Sunday, October 2, 2011

Learning to Expect the Unexpected

Recently, as I was preparing images for exhibition in the fall Hill Country Invitational show, I had some surprising, but not totally unexpected experiences.  In my previous post, I mentioned the serendipitous nature of the particular photographic arts that I have been pursuing.  I have seen enough of this that I have come to expect the unexpected.

It frequently happens that I stumble upon images that I have composed and recorded months, even years, ago that I never suspected, at the time, had any particular merit.  Probably my most popular photograph— CROWNED WITH THE CROSS— came to light this way.  I had taken a vertical panoramic photograph sequence of the highly sculptured limestone entrance to Mission San Jose, compiled the frames into a single image, and then stored it away; not at all impressed with the composition or any other qualities.  For two years it lay hidden away from any eyes— collecting digital dust on my hard-drive.

© Bill Brockmeier
As it happened, the Boerne Professional Artists had seen some of my work and invited me to my first Hill Country Invitational show.  As part of the events leading up to the show, a large two-page advertisement spread was purchased in the prestigious Southwest Art magazine, with each artist having the opportunity to place one of their images in the spread.  I chose a vertical pano (UNSEEN ETERNAL) I had taken of the Convento at Mission San Jose, and which had already won a first-place award (and also sold!) at a juried show curated by the New Braunfels Art League.

Very soon after the publication of the magazine I received a phone call from a woman who had seen my image in the ad.  She said that she very much wanted to come see the image in person at my studio, and wanted to purchase it.  We made the arrangements and she dropped by to see it the following Saturday.  As soon as she saw it she was ready to write a check, but I mentioned off-hand that she might like to see something else first before she made a commitment.  At the time I was just beginning to print some of my work on canvas, and I was liking what I saw, so I showed her a larger photograph I had printed of the Grand Canyon, just to give her an idea of what UNSEEN ETERNAL might look like printed larger and on canvas.  She agreed that this was the way to go, and she'd like the photograph produced with that process.

**Required actions:**
a) Answer these questions from the blog post, one per line:
(i) Which photograph does the author call probably the most popular?
(ii) How long did that image stay hidden on the hard drive?
(iii) Which group curated the juried show where UNSEEN ETERNAL won a first-place award?
b) Reproduce word for word the passage of the blog post that opens with the words "Sunday, October 2, 2011" and closes with "expect the unexpected.".
c) List every organization or publication that the blog post names.
The material after this point has no connection to the blog post.

**Provided data:**
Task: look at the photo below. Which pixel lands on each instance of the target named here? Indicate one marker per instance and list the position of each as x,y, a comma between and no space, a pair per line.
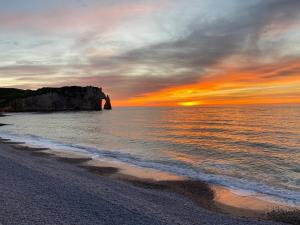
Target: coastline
216,199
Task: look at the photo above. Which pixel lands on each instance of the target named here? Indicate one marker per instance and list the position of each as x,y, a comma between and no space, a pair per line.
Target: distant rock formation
53,99
107,104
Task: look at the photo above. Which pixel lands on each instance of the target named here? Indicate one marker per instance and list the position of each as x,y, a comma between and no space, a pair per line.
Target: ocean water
254,150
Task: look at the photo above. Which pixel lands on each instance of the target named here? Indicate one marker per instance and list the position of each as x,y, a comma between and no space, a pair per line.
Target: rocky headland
73,98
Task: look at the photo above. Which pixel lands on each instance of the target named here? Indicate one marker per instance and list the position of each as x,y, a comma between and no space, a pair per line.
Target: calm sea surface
251,149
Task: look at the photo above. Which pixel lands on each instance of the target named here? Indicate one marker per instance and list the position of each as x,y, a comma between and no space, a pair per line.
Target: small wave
239,186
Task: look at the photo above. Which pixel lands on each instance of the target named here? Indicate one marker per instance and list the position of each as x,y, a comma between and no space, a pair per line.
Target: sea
251,149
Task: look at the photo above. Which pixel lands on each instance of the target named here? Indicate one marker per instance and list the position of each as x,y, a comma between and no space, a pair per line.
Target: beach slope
42,190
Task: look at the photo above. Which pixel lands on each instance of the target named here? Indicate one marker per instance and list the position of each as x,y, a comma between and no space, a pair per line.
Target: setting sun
190,103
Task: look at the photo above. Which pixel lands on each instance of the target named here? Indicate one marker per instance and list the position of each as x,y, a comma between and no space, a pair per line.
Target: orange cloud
273,83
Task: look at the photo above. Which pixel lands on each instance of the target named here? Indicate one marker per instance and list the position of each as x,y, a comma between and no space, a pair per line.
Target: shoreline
216,199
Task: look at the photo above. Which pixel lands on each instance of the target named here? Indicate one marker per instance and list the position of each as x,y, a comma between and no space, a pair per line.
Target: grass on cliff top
8,94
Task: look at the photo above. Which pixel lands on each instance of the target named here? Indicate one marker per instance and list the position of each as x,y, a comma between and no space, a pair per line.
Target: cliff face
56,99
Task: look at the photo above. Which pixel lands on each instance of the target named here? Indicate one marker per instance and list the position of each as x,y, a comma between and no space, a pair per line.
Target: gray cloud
205,45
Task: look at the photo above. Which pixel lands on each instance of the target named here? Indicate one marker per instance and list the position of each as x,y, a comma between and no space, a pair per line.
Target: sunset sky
148,52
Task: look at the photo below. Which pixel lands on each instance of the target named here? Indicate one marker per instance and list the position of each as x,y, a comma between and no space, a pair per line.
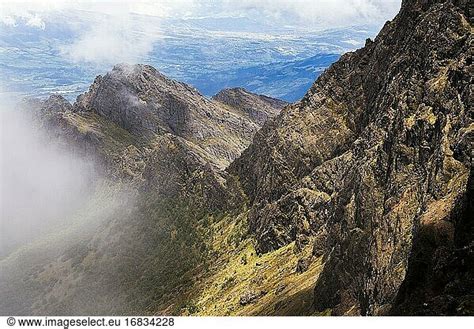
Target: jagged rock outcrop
162,145
372,165
369,175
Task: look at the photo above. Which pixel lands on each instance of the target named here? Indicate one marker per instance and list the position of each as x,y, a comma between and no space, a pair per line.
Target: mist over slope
43,183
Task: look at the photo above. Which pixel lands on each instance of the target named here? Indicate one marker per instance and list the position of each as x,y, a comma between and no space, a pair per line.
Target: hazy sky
320,13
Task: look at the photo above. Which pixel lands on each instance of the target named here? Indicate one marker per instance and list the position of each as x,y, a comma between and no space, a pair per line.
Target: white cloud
8,20
320,13
119,37
35,21
112,40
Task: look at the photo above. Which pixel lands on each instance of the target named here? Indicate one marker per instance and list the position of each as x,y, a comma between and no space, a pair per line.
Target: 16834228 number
151,321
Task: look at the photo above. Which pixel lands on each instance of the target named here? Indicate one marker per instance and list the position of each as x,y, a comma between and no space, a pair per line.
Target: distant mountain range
208,53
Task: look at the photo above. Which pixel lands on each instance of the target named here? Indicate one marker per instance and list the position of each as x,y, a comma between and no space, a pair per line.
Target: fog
42,184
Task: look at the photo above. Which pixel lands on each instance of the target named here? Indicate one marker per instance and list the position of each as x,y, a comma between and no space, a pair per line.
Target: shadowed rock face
166,145
371,173
372,167
146,103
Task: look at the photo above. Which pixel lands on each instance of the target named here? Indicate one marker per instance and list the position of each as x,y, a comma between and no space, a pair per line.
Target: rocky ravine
356,200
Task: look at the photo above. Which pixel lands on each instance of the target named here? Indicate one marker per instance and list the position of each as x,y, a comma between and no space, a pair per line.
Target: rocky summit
357,200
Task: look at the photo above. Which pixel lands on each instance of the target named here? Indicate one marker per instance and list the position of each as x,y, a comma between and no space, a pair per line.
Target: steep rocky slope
259,108
356,200
372,169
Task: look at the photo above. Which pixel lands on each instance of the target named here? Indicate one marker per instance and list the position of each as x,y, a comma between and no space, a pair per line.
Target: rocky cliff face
356,200
259,108
373,166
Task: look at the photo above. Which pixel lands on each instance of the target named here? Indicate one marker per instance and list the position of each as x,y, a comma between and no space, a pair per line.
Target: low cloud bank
41,186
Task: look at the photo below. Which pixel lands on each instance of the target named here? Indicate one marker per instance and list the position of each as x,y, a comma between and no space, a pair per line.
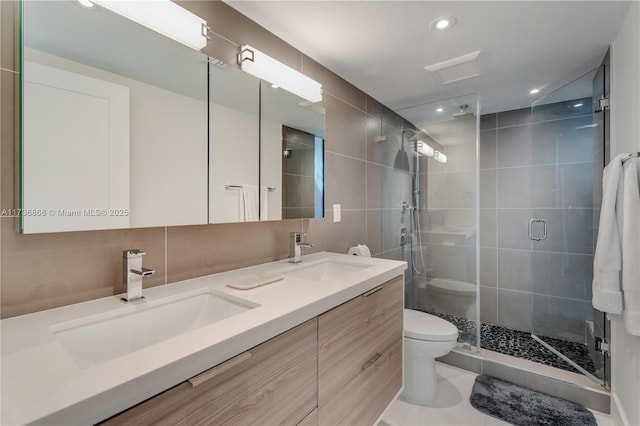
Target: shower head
464,111
424,149
417,134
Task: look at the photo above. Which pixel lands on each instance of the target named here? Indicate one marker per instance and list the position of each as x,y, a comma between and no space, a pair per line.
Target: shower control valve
404,236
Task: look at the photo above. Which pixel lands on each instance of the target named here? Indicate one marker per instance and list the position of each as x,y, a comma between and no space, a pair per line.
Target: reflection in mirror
114,132
292,155
234,145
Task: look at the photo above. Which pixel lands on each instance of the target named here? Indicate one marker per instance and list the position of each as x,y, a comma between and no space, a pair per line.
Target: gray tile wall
537,165
43,271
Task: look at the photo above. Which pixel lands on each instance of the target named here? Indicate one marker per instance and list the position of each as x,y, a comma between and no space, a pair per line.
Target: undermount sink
324,271
107,336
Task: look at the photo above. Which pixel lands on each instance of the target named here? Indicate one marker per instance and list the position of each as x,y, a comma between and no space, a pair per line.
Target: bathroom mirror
234,148
114,120
291,155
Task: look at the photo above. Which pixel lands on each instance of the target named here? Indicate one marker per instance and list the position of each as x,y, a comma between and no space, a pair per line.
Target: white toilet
426,337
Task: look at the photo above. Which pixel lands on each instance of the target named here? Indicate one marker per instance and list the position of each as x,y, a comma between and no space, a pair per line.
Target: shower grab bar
544,235
269,188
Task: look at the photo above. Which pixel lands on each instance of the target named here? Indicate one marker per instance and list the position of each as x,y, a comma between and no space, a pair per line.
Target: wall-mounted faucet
132,273
295,246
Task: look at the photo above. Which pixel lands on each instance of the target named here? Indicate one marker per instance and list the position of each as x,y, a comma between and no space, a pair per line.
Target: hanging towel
607,262
264,203
631,246
618,245
250,202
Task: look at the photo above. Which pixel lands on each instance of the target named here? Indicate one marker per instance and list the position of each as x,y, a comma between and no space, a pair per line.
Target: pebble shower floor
521,345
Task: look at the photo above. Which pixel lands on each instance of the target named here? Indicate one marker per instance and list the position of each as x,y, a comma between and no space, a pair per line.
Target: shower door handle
544,223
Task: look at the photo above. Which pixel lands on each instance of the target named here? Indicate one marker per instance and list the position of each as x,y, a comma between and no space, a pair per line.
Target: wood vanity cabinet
341,368
360,356
273,383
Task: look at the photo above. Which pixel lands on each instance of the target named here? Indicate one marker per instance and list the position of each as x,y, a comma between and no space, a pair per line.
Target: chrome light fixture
263,66
440,157
164,17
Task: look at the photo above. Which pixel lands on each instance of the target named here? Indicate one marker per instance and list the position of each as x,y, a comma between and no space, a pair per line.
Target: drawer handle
372,361
370,292
219,369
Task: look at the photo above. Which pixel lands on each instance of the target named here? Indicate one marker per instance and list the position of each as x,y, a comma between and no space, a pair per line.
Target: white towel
250,203
618,245
607,262
264,203
631,246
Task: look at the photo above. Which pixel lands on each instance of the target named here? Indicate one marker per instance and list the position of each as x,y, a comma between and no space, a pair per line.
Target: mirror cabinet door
234,121
114,123
292,155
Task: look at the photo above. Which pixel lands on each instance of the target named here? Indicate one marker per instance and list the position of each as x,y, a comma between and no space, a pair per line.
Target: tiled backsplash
42,271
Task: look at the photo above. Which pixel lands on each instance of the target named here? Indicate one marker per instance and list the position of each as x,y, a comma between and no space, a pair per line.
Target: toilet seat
422,326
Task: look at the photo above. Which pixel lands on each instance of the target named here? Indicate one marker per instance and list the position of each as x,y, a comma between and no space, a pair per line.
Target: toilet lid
422,326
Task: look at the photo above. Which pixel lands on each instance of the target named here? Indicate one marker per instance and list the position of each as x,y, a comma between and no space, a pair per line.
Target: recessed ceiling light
443,23
85,3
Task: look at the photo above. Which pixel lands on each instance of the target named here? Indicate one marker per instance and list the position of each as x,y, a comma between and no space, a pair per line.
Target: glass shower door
560,226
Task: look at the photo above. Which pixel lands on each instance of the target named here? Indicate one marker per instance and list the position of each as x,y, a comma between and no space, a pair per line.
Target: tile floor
452,406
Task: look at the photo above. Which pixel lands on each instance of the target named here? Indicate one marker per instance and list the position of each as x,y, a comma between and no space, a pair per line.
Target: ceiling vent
456,69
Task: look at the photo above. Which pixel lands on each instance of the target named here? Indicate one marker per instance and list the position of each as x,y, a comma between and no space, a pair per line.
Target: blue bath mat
525,407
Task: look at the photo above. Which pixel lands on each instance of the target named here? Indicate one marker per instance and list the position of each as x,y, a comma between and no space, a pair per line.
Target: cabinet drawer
273,383
360,356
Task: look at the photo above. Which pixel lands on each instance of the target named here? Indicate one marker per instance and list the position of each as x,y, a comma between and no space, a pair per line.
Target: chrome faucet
295,246
132,274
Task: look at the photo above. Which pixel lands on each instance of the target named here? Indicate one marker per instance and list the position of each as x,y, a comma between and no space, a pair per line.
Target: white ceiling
382,47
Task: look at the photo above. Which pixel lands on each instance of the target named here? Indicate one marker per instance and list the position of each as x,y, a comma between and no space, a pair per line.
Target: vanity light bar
265,67
164,17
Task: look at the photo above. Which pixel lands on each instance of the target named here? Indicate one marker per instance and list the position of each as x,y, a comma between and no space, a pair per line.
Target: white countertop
42,383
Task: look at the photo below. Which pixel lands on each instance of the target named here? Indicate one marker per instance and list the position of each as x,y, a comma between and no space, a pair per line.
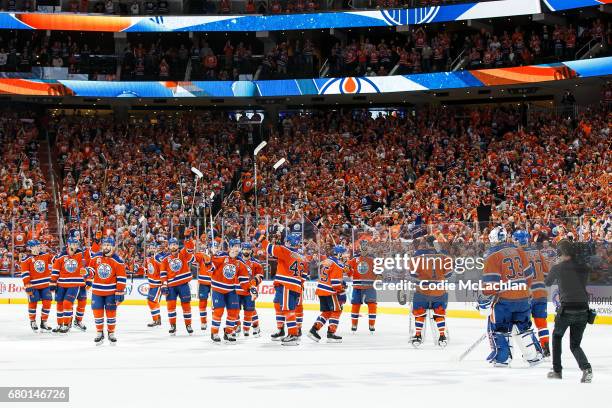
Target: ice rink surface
148,368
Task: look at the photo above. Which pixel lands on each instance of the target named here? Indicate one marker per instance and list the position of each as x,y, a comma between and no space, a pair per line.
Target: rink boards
12,292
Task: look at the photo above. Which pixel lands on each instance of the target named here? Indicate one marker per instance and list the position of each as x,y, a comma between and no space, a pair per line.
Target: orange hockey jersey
205,268
66,271
330,277
431,270
229,274
256,274
506,263
290,267
540,268
108,274
36,270
361,270
175,270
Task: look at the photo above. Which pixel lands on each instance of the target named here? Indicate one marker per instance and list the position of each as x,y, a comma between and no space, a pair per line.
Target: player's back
153,271
205,268
227,273
506,263
540,268
176,269
362,271
108,274
67,269
432,269
36,270
289,266
330,277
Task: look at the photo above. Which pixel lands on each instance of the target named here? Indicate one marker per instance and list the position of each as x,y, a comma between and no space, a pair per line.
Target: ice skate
44,328
79,325
442,341
545,350
279,335
314,335
587,375
290,340
154,323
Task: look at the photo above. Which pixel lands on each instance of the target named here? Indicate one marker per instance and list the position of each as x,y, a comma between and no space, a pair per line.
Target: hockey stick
472,347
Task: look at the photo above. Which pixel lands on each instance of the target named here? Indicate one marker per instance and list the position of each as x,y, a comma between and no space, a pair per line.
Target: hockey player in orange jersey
505,263
107,271
36,275
205,269
332,295
66,279
175,273
287,286
152,268
361,270
244,297
539,293
432,267
229,272
83,290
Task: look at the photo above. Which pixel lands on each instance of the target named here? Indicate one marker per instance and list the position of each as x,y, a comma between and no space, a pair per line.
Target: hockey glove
254,293
342,297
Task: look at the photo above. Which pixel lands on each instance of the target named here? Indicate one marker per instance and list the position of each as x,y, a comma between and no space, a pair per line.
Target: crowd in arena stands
388,176
23,196
166,56
149,178
436,168
85,53
422,50
226,61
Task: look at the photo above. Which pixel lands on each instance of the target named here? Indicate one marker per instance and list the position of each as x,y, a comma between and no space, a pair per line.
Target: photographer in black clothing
571,276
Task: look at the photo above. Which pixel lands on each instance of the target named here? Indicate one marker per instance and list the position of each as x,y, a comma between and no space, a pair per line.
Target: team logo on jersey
40,266
363,268
229,271
71,265
176,264
143,289
104,271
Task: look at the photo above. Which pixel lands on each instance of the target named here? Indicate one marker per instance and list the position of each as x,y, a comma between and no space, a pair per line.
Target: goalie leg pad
501,351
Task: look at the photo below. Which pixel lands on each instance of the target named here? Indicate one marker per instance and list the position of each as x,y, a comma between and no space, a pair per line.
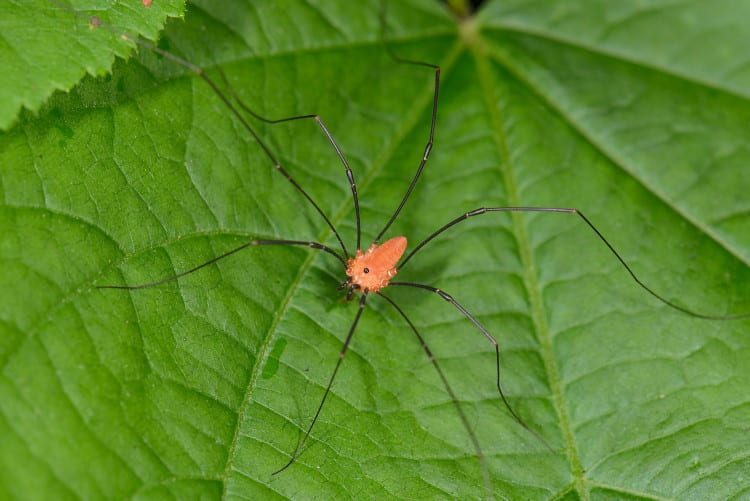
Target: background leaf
635,114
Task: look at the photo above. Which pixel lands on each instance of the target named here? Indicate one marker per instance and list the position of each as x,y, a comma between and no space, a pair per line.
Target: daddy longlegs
372,270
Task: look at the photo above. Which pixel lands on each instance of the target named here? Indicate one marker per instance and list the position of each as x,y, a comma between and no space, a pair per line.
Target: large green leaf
634,112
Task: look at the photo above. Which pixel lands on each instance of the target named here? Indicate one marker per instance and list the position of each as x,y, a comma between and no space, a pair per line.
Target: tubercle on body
372,270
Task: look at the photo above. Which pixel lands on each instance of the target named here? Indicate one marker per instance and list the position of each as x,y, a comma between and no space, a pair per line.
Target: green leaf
201,388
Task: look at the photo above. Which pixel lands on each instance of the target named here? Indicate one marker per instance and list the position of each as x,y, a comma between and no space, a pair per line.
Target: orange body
372,270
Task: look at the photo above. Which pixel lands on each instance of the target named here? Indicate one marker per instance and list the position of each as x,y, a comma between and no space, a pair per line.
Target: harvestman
371,271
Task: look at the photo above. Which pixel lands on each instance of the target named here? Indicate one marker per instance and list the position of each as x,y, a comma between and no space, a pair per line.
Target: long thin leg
96,22
319,121
485,210
313,245
342,353
428,146
464,420
490,338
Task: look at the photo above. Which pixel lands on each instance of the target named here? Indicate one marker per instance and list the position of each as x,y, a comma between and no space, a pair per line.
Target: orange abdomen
372,270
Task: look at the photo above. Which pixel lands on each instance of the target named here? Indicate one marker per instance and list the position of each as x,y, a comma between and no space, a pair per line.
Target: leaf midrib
408,123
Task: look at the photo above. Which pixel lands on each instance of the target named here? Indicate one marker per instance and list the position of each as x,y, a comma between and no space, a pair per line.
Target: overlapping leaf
634,114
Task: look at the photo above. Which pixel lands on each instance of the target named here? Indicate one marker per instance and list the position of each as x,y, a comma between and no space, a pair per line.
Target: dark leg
313,245
96,22
428,146
464,420
485,210
342,353
491,339
319,121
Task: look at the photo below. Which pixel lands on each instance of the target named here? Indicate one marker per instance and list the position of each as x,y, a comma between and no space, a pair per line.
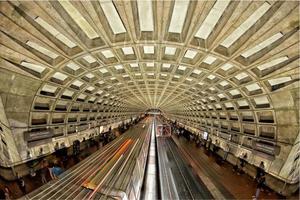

**Full solutions:**
a)
(i) CROWNED WITH THE CROSS
(ii) Two years
(iii) The New Braunfels Art League

b)
Sunday, October 2, 2011

Learning to Expect the Unexpected

Recently, as I was preparing images for exhibition in the fall Hill Country Invitational show, I had some surprising, but not totally unexpected experiences.  In my previous post, I mentioned the serendipitous nature of the particular photographic arts that I have been pursuing.  I have seen enough of this that I have come to expect the unexpected.

c)
Boerne Professional Artists
Southwest Art magazine
New Braunfels Art League